Report each line in the listing below that contains the word "bird", and copy every such line in full.

Extracted information:
= = =

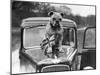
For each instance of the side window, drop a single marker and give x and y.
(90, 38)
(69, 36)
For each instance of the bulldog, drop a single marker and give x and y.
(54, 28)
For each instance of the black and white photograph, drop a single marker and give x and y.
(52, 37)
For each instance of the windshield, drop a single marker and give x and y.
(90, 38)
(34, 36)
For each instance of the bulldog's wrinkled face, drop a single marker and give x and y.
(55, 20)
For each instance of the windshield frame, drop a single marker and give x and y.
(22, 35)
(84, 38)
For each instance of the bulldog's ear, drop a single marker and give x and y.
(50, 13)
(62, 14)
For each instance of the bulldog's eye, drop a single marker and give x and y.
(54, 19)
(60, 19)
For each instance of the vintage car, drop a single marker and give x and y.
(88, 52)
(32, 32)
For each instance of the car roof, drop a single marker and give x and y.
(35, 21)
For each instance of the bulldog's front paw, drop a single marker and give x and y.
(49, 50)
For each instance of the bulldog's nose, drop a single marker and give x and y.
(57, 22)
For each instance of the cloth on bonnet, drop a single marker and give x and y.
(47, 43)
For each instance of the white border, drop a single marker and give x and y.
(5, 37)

= = =

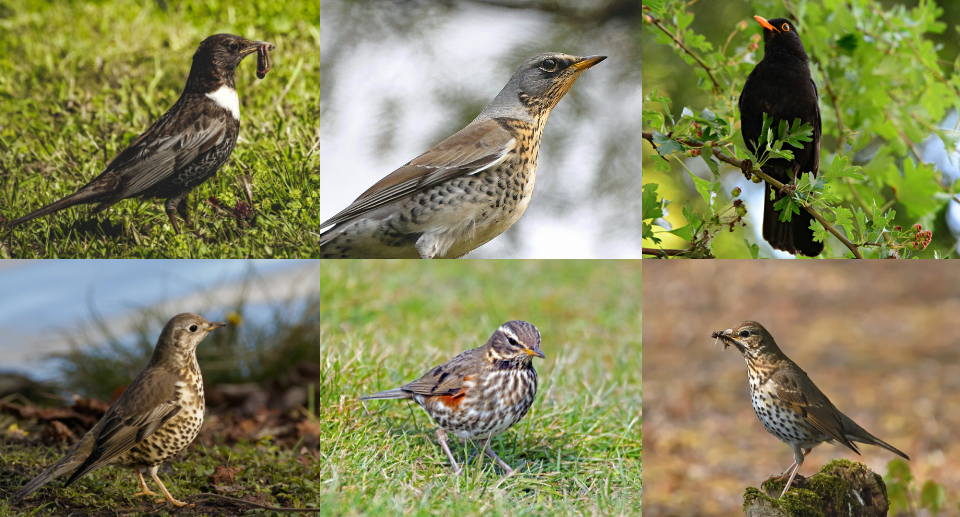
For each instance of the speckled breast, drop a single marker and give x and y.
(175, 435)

= = =

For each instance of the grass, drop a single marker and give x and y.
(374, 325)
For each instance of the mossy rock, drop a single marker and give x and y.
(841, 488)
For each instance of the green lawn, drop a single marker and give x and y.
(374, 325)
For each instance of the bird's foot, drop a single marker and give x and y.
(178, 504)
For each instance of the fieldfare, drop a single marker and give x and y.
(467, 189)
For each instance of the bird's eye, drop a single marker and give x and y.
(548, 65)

= = =

Reply:
For each instance of the bird's foot, drop a single marker and give x and y.
For each instance of the bird's eye, drop a single marker and give x and y.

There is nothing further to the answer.